::: Vorliegender Text :::

26.03.2017

Molekulargenetik eröffnet Therapieoption gegen Herzrasen

Als Ursache für Herzrasen, das bei Überanstrengung oder Stress auftritt, haben Forscher der Philipps-Universität Marburg ein bestimmtes Gen dingfest gemacht.

Aus dem Takt: Enthält der Bauplan einer Ionenschleuse nur einen einzigen veränderten Gen-Buchstaben, so gerät der Rhythmus des Herzens durcheinander. Das hat ein Forschungsteam aus Marburg, Ulm, Kiel, Münster und Talca in Chile entdeckt, als es molekulargenetisch untersuchte, was hinter dem Herzrasen bestimmter Patienten steckt. Die Gruppe fand auch einen Wirkstoff, der den Ausfall der Schleuse wettmacht (siehe EMBO Molecular Medicine, Online-Veröffentlichung am 27.2.2017).

Unter Herzrasen versteht man einen beschleunigten Herzschlag, der lebensbedrohliche Ausmaße annehmen kann. Oftmals tragen äußere Anlässe wie Überanstrengung oder Stress dazu bei, dass die Störung auftritt. „Wir haben ein bislang unentdecktes Gen für diese Art von Herzrhythmusstörungen gefunden", erklärt Prof. Dr. Niels Decher von der Philipps-Universität Marburg, der die Untersuchungen zusammen mit seinem Kollegen Professor Dr. Eric Schulze-Bahr von der Universität Münster leitete.

:::

Übungsaufgaben:
A - Zitieren Sie aus dem vorliegenden Text alles von „Als Ursache für“ bis hinunter zu „Online-Veröffentlichung am 27.2.2017).“.
B - Erläutern Sie anhand des vorliegenden Textes, wodurch der Rhythmus des Herzens durcheinandergerät.
Stützen Sie sich ausschließlich auf den vorliegenden Text.

::: Zu prüfende Daten :::

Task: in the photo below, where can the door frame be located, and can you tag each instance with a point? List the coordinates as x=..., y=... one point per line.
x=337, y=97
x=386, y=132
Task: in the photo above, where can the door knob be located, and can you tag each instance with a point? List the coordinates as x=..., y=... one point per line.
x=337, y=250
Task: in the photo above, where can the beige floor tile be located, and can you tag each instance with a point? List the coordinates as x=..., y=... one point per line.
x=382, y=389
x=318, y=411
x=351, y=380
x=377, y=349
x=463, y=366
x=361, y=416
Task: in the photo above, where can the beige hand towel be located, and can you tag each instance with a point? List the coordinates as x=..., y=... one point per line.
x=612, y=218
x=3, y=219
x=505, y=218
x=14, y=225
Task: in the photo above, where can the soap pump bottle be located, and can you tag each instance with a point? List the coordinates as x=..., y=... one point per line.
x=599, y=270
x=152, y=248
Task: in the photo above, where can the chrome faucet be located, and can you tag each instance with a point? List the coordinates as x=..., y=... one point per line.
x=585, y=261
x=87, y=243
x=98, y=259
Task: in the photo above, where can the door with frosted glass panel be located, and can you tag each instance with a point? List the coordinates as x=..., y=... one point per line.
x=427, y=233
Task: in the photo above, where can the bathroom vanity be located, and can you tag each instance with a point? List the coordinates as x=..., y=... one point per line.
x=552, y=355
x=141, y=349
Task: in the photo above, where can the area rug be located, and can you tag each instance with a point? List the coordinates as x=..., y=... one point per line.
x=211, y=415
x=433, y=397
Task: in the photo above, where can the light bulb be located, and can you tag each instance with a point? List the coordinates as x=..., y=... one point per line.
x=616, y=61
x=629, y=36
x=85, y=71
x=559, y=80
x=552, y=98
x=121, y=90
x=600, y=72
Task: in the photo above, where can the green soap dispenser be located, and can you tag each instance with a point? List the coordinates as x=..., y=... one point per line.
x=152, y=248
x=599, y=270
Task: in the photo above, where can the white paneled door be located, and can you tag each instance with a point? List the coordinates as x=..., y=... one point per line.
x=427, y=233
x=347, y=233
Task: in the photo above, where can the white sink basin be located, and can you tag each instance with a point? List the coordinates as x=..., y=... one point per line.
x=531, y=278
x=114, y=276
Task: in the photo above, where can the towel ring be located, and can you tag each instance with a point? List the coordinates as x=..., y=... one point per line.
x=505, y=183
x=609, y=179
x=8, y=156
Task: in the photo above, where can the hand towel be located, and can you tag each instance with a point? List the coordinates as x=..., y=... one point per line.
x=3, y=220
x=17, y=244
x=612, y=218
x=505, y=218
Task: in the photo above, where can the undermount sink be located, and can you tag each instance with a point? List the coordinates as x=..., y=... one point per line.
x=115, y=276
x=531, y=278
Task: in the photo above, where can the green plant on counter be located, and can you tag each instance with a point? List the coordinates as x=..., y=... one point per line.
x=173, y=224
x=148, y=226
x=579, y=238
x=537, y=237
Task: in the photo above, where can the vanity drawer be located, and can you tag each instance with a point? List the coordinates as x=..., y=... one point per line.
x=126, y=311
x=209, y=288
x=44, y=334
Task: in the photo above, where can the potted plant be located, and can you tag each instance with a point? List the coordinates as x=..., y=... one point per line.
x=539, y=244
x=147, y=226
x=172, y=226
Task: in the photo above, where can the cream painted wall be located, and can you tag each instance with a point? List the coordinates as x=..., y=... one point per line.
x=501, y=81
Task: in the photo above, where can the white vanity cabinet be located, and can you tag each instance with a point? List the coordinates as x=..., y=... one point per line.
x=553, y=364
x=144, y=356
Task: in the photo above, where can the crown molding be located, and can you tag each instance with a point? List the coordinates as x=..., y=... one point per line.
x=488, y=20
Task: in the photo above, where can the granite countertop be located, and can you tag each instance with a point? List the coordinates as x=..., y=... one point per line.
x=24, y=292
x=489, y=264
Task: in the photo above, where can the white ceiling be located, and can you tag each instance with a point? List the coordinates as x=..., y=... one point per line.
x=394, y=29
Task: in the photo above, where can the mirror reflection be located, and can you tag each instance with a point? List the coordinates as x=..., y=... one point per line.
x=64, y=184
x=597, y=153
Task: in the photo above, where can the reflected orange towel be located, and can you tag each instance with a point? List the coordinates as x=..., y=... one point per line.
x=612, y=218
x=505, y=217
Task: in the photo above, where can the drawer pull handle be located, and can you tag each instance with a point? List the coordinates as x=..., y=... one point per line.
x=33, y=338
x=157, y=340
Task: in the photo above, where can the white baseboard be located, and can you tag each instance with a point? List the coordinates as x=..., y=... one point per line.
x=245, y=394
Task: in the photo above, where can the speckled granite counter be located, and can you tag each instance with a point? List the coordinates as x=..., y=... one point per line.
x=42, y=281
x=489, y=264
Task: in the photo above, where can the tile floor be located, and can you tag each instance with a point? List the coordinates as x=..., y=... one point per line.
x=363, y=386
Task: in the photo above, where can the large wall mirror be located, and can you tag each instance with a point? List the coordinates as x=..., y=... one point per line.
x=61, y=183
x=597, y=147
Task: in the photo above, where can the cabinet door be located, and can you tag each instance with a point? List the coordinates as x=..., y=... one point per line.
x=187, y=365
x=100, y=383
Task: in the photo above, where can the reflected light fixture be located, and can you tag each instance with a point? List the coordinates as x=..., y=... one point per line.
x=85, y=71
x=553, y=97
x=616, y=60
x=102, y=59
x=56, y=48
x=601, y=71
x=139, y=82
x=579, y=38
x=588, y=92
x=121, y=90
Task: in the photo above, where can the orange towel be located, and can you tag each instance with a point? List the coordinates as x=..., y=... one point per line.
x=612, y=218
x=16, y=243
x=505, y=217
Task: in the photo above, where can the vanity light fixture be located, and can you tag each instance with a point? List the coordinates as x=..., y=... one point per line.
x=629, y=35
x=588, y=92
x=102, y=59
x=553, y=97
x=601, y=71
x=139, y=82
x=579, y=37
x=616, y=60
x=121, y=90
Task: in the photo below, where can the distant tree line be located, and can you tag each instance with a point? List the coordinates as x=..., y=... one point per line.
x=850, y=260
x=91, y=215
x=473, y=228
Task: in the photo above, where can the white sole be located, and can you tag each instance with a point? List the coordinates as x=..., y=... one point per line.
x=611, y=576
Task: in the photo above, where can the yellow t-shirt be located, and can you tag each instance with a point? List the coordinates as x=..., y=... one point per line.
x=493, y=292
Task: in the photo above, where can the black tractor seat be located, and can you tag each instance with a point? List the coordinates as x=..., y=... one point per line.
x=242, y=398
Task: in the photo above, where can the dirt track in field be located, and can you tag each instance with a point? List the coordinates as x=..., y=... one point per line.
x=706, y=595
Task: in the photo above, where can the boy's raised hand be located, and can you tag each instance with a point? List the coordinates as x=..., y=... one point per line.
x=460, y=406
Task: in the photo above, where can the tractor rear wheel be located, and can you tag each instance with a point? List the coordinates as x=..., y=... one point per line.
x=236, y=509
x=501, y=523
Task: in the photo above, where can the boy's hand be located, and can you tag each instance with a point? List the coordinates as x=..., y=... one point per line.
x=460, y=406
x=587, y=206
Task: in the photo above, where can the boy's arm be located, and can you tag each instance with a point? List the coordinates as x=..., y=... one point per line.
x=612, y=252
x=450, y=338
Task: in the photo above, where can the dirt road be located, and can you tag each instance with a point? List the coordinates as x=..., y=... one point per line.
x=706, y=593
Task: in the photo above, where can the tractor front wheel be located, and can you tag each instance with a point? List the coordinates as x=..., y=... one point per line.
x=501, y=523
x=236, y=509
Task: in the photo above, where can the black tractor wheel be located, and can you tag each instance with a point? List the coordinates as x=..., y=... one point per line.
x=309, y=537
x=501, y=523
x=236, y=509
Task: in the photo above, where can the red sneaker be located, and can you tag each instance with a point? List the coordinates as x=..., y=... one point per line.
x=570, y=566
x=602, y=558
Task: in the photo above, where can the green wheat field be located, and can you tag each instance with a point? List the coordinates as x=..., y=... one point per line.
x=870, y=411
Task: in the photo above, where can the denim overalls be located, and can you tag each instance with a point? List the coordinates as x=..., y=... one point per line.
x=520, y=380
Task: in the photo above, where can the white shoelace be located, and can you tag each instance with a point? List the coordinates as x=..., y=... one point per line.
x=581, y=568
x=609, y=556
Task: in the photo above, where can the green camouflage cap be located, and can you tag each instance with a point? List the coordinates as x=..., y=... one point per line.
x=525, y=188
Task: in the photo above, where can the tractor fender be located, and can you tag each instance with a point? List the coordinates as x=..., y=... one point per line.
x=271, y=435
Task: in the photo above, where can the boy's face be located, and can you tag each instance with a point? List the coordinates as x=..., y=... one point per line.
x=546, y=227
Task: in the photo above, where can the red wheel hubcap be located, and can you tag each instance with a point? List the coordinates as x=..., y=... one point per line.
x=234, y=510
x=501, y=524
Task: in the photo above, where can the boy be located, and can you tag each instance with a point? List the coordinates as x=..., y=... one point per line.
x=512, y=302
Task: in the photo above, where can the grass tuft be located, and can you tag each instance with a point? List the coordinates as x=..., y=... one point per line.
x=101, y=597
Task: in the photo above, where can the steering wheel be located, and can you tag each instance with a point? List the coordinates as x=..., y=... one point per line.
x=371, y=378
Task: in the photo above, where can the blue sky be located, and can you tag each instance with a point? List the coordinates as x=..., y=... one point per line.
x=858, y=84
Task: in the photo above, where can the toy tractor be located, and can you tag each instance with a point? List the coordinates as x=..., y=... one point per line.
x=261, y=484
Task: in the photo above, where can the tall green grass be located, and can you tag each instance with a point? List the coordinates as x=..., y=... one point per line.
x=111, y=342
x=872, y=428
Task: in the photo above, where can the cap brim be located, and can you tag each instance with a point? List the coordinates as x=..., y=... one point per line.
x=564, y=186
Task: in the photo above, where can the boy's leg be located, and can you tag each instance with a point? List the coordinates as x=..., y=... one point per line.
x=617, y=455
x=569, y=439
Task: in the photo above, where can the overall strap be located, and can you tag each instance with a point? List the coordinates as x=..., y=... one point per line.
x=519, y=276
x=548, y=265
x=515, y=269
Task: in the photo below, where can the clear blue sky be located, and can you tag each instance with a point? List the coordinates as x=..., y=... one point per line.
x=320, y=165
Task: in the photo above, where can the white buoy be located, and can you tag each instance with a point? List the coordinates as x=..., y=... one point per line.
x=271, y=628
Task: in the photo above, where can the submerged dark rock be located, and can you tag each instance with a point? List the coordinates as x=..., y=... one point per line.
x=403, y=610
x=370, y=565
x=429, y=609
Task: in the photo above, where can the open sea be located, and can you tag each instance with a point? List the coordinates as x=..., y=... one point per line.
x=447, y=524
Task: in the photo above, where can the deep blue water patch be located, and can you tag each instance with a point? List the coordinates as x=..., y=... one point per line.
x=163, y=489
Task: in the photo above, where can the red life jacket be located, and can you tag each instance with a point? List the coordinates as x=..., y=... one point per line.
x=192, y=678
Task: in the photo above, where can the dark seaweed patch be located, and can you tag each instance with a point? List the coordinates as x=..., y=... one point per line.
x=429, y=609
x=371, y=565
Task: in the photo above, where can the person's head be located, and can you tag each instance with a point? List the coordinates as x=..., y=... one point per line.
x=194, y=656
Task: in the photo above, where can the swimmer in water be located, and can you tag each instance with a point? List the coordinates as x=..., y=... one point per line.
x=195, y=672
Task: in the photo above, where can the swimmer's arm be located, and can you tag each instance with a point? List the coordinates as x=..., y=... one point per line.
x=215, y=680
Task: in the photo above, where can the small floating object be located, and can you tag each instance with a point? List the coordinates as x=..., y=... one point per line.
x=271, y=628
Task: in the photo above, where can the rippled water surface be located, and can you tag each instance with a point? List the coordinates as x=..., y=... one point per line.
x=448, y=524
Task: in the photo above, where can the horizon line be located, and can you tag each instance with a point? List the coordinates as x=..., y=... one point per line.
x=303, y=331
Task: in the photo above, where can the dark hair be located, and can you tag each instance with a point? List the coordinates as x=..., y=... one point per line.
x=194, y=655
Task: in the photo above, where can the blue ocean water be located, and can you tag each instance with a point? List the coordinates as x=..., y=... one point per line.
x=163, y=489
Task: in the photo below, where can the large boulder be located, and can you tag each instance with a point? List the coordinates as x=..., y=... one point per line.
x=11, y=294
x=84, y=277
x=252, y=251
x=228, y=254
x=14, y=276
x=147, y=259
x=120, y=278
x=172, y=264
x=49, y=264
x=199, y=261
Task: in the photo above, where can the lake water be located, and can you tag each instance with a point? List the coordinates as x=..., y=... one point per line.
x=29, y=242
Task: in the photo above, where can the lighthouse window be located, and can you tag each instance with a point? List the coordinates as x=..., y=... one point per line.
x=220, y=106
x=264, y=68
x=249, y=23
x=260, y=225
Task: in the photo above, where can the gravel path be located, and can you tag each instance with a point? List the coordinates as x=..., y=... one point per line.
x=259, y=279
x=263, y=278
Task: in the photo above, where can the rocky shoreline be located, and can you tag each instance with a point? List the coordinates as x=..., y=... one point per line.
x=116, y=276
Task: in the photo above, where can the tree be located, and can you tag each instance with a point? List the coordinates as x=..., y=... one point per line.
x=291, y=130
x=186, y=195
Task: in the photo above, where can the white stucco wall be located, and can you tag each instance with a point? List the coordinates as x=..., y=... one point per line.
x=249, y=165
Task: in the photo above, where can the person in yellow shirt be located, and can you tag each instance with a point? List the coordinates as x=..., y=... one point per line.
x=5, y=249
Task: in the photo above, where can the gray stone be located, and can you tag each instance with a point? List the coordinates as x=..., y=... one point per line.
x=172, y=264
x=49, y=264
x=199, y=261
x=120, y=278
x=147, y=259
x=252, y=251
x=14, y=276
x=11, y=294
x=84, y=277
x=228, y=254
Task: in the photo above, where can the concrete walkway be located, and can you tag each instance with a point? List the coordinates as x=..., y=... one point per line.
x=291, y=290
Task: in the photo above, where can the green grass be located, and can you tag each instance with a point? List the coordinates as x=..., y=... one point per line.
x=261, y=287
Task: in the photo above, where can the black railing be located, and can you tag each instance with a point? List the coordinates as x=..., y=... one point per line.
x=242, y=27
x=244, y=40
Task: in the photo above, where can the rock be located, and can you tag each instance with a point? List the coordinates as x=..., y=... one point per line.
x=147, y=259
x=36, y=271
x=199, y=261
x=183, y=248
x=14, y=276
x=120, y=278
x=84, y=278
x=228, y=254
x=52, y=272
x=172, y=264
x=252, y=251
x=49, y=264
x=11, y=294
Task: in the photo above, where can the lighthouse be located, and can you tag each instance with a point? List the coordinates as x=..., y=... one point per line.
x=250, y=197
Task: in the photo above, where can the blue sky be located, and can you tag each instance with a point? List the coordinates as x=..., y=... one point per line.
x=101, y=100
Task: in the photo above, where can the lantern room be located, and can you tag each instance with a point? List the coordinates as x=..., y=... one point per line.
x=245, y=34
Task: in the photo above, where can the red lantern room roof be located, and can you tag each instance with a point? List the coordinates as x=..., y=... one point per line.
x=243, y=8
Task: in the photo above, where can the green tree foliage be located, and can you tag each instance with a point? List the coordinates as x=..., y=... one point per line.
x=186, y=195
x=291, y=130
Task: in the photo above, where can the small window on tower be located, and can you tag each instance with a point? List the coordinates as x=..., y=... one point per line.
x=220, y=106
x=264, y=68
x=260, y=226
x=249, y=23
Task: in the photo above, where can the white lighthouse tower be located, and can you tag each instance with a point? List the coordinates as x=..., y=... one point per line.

:::

Lösungen:
A -
Als Ursache für Herzrasen, das bei Überanstrengung oder Stress auftritt, haben Forscher der Philipps-Universität Marburg ein bestimmtes Gen dingfest gemacht.

Aus dem Takt: Enthält der Bauplan einer Ionenschleuse nur einen einzigen veränderten Gen-Buchstaben, so gerät der Rhythmus des Herzens durcheinander. Das hat ein Forschungsteam aus Marburg, Ulm, Kiel, Münster und Talca in Chile entdeckt, als es molekulargenetisch untersuchte, was hinter dem Herzrasen bestimmter Patienten steckt. Die Gruppe fand auch einen Wirkstoff, der den Ausfall der Schleuse wettmacht (siehe EMBO Molecular Medicine, Online-Veröffentlichung am 27.2.2017).

B - Der Rhythmus des Herzens gerät durcheinander, wenn der Bauplan einer Ionenschleuse nur einen einzigen veränderten Gen-Buchstaben enthält. Dies entdeckte ein Forschungsteam aus Marburg, Ulm, Kiel, Münster und Talca in Chile, als es molekulargenetisch untersuchte, was hinter dem Herzrasen bestimmter Patienten steckt.